Stated goal:
Copy the whole trigonometric substitution discussion below word for word.

Excerpt provided:
········

Another practice problem replacing x with tan(theta) in an integral. Created by Sal Khan.

## Want to join the conversation?

- It is just experience that leads to choosing an appropriate identity substitution in the beginning? It seems like picking the wrong identity will lead you down an endless corridor of trig function swapping.(32 votes)
- My calc book has a little table saying: "sqrt[a^2 - x^2] -> x = a sin(theta)" "sqrt[a^2 + x^2] -> x = a tan(theta)" "sqrt[x^2 - a^2] -> x = a sec(theta)" Not sure if that helps, but there's is a method of recognizing which substitution is appropriate, which boils down to determining which trig identity your integrand looks like.(7 votes)

- Hi at (2:00to about2:48) Sal starts by expressing that he wants to use "1+tan^2(theta) = sec^2(theta)" My question is: What do I look for in the starting integral, in order for me to find the best trig substitution.

In this example Sal chose to use "1+tan^2(theta)" but why couldn't he use "sin^2(theta)+cos^2(theta) = 1"(8 votes)- Same here. Expect it also contains the useful identity sections as well, such as:

a^2-a^2 〖sin〗^2 θ= a^2 〖cos〗^2 θ)

a^2+a^2 〖tan〗^2 θ=a^2 〖sec〗^2 θ

a^2 〖sec〗^2 θ-a^2=a^2 〖tan〗^2 θ(1 vote)

- Hi Sal,

Firstly, I have huge admiration for what you've done and what you are doing, and I think that you've begun something that will change the face of education in the world. Thank you for your huge efforts.

Now for a question :-) I'm having a spot of trouble reconciling your answer to this one with a 'standard' integral that gives 1/(a^2+u^2) = arctan(u/a)+c. Since your example is 1 / 6^2+x^2 that would imply that the integral was arctan(x/6). Am I missing something basic?

········

Dataset section:
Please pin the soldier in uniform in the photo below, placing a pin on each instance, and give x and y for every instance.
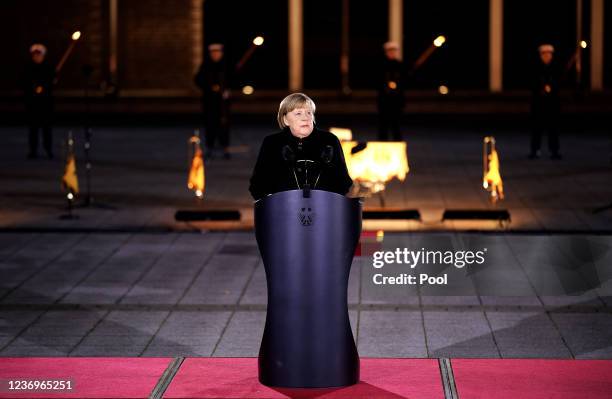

········

Worked answer:
Another practice problem replacing x with tan(theta) in an integral. Created by Sal Khan.

## Want to join the conversation?

- It is just experience that leads to choosing an appropriate identity substitution in the beginning? It seems like picking the wrong identity will lead you down an endless corridor of trig function swapping.(32 votes)
- My calc book has a little table saying: "sqrt[a^2 - x^2] -> x = a sin(theta)" "sqrt[a^2 + x^2] -> x = a tan(theta)" "sqrt[x^2 - a^2] -> x = a sec(theta)" Not sure if that helps, but there's is a method of recognizing which substitution is appropriate, which boils down to determining which trig identity your integrand looks like.(7 votes)

- Hi at (2:00to about2:48) Sal starts by expressing that he wants to use "1+tan^2(theta) = sec^2(theta)" My question is: What do I look for in the starting integral, in order for me to find the best trig substitution.

In this example Sal chose to use "1+tan^2(theta)" but why couldn't he use "sin^2(theta)+cos^2(theta) = 1"(8 votes)- Same here. Expect it also contains the useful identity sections as well, such as:

a^2-a^2 〖sin〗^2 θ= a^2 〖cos〗^2 θ)

a^2+a^2 〖tan〗^2 θ=a^2 〖sec〗^2 θ

a^2 〖sec〗^2 θ-a^2=a^2 〖tan〗^2 θ(1 vote)

- Hi Sal,

Firstly, I have huge admiration for what you've done and what you are doing, and I think that you've begun something that will change the face of education in the world. Thank you for your huge efforts.

Now for a question :-) I'm having a spot of trouble reconciling your answer to this one with a 'standard' integral that gives 1/(a^2+u^2) = arctan(u/a)+c. Since your example is 1 / 6^2+x^2 that would imply that the integral was arctan(x/6). Am I missing something basic?